#### [Task prompt]
Count the lines of the records that contain the word "head" and give only that number.

#### [Information provided]
==================================================
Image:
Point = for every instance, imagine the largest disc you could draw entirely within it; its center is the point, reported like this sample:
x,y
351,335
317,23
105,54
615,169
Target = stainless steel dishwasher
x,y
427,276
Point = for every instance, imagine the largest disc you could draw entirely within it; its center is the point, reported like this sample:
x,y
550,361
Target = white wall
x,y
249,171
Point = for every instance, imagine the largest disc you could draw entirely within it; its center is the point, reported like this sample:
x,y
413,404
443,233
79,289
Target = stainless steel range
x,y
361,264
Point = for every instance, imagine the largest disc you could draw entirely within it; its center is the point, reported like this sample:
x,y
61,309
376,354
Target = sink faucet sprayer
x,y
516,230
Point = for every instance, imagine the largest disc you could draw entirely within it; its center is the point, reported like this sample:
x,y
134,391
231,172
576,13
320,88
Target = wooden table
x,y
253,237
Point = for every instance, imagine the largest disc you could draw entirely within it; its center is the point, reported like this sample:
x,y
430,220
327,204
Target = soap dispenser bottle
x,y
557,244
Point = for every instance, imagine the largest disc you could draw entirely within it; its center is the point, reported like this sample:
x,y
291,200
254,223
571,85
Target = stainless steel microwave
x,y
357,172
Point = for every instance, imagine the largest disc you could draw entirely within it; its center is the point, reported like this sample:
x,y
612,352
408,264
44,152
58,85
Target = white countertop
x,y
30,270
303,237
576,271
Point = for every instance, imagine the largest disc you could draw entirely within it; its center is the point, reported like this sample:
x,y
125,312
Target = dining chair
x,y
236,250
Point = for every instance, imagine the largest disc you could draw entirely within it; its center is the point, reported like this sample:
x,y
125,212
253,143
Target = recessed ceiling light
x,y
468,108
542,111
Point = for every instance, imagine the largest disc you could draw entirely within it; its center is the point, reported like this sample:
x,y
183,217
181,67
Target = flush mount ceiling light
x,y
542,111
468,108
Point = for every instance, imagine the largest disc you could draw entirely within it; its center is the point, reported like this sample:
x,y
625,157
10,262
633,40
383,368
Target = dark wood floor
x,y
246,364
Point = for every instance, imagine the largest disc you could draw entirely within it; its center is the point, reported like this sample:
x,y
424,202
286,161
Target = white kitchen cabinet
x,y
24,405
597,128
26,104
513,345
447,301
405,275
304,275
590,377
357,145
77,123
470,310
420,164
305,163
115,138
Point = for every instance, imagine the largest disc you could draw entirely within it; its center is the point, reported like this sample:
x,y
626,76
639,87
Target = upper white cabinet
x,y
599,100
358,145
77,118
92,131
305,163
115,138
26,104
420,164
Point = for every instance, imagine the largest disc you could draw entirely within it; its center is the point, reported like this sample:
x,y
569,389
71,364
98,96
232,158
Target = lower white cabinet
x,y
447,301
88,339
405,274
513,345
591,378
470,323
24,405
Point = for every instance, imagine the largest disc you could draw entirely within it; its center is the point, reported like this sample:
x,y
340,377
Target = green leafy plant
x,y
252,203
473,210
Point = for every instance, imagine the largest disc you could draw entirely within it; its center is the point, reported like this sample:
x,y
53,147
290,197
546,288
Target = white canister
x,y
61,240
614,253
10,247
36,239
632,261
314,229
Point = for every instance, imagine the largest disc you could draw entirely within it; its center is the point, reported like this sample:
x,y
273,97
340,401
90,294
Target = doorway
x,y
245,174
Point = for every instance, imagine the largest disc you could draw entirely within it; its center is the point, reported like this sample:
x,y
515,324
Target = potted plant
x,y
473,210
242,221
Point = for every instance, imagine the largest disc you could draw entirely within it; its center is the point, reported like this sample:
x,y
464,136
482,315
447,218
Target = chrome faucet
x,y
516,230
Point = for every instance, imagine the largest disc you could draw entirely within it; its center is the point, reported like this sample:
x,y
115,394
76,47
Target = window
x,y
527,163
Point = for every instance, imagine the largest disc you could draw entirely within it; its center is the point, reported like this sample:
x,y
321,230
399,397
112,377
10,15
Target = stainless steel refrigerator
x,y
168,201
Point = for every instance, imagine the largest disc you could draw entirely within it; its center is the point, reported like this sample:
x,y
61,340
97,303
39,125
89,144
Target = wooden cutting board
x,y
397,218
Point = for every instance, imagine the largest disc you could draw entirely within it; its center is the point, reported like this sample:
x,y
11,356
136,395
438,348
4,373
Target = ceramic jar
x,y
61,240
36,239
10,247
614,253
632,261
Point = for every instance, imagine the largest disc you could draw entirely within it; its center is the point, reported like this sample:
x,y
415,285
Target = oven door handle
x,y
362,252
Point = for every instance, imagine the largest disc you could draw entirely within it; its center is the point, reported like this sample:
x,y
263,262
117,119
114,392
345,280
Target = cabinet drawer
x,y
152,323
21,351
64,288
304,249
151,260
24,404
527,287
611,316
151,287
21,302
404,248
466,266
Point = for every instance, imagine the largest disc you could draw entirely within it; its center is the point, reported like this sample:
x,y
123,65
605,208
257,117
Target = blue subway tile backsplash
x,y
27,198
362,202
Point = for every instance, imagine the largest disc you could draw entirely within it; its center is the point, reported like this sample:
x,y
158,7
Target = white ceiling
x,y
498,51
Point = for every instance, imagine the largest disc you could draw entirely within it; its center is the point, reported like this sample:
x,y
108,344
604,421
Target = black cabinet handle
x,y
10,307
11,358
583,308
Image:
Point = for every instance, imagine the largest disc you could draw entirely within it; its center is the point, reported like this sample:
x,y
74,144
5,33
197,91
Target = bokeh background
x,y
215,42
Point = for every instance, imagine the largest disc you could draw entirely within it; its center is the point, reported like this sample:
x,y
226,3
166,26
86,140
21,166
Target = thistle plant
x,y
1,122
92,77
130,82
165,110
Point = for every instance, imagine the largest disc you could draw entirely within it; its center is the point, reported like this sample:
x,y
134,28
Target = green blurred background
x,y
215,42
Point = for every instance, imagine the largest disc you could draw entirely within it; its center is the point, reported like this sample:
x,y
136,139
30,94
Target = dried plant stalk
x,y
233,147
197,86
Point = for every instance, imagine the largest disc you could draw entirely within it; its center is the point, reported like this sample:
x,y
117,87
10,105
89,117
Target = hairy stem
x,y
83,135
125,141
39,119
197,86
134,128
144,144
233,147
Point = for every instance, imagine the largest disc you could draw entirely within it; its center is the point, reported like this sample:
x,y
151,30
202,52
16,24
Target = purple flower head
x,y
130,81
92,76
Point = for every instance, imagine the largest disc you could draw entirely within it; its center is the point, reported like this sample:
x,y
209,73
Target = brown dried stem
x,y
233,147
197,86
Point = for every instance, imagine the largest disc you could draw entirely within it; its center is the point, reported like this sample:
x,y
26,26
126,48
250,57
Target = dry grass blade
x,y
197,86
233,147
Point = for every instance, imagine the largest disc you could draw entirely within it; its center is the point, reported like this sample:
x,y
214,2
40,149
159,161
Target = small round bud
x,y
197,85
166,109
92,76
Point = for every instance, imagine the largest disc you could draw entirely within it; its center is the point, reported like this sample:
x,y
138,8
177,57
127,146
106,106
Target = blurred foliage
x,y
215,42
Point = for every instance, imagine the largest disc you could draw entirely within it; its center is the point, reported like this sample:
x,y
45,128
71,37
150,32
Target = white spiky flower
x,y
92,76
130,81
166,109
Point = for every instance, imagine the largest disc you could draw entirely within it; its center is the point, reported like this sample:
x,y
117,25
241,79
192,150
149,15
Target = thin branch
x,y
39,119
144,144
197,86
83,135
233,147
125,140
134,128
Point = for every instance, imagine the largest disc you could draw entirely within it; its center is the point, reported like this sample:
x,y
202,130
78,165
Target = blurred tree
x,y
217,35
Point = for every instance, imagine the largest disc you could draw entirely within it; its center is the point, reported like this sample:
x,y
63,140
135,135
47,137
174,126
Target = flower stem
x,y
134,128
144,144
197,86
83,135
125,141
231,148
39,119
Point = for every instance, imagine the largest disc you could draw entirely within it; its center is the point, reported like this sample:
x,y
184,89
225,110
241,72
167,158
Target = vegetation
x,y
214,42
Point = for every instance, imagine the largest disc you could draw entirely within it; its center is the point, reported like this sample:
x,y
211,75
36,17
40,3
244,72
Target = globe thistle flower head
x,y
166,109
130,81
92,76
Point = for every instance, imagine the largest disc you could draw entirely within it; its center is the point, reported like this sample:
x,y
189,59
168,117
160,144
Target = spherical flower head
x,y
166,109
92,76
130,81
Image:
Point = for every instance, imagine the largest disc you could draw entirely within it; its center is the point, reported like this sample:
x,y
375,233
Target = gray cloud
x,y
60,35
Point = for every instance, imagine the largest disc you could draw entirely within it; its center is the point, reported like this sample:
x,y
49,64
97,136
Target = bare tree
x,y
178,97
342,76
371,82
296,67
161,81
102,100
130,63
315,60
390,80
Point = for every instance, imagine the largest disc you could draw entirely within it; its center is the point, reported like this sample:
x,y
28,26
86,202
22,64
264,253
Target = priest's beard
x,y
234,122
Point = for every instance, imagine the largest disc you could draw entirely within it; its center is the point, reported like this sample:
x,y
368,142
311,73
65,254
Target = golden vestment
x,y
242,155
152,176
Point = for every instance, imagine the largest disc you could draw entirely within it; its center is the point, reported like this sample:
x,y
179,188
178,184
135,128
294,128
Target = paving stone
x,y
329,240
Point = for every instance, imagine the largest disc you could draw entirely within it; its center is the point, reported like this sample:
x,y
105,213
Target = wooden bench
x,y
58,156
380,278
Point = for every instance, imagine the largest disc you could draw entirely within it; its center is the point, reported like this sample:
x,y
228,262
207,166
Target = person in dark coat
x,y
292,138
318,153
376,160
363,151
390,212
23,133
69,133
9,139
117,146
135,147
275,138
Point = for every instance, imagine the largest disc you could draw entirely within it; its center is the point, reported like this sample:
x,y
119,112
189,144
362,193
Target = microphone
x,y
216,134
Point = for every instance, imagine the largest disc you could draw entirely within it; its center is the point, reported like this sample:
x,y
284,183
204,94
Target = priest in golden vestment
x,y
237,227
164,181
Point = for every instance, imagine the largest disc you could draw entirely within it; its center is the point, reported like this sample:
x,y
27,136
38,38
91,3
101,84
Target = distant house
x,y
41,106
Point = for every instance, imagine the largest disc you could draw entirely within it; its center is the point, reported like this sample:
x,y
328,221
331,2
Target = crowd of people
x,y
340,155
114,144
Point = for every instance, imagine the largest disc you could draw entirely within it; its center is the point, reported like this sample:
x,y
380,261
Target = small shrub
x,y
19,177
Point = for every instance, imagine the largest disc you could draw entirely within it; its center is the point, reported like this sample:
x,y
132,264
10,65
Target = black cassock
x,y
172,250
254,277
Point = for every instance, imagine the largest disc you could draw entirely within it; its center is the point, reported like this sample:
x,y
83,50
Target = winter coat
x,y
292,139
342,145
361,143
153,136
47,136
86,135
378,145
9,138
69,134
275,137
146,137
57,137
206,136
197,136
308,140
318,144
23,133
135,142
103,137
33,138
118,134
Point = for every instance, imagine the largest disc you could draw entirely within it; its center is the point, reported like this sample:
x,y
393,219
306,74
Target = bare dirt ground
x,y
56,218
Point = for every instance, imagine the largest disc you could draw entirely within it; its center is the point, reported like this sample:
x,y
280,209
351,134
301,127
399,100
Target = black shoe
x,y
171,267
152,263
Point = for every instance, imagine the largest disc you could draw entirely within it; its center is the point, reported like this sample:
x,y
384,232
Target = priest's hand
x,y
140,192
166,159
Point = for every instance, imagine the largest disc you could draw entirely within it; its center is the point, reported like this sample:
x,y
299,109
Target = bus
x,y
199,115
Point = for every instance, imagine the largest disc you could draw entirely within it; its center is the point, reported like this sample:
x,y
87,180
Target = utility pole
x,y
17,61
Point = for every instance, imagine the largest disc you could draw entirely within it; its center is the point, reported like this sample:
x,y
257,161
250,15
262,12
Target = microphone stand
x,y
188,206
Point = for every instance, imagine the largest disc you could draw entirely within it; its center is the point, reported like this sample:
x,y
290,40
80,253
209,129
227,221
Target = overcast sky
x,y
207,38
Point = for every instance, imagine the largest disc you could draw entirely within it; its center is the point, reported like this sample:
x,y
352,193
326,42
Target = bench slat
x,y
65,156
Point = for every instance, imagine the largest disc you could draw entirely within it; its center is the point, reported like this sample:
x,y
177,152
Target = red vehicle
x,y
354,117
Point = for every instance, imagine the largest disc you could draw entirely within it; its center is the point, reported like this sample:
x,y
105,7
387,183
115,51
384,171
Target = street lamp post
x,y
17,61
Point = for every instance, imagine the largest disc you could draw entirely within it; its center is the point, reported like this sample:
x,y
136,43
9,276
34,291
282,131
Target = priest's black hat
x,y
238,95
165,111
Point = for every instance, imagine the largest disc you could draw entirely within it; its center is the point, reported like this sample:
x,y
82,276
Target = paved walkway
==================================================
#### [Written solution]
3